▸ What the exercise asks
Format every line of the stored entries below as a numbered list, skipping blank lines and leaving out the pictures.
begin Provided data
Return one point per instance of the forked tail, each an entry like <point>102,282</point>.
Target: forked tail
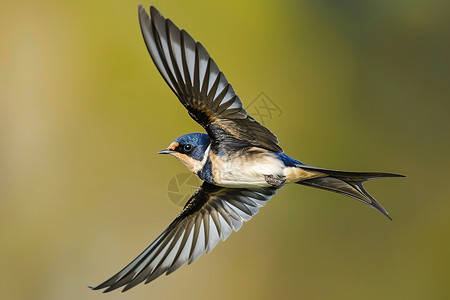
<point>347,183</point>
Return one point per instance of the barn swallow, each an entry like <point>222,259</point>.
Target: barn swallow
<point>238,159</point>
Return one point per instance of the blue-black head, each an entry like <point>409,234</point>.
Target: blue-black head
<point>190,150</point>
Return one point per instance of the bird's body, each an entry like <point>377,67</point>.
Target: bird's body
<point>239,160</point>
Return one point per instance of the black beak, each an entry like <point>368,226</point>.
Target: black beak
<point>165,151</point>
end Provided data
▸ Result
1. Return one point per instance of the forked tail, each an entry like <point>102,282</point>.
2. Target: forked tail
3. <point>347,183</point>
4. Return one point per instance of the barn swallow, each an entry like <point>222,259</point>.
5. Target: barn swallow
6. <point>238,159</point>
7. Return one point per instance of the blue-black head, each an entry like <point>409,234</point>.
8. Target: blue-black head
9. <point>190,150</point>
10. Return one point per instance of the bird's body, each an entry like <point>377,67</point>.
11. Target: bird's body
12. <point>239,160</point>
13. Return one point per instance of the black beak, each an entry like <point>368,226</point>.
14. Target: black beak
15. <point>165,151</point>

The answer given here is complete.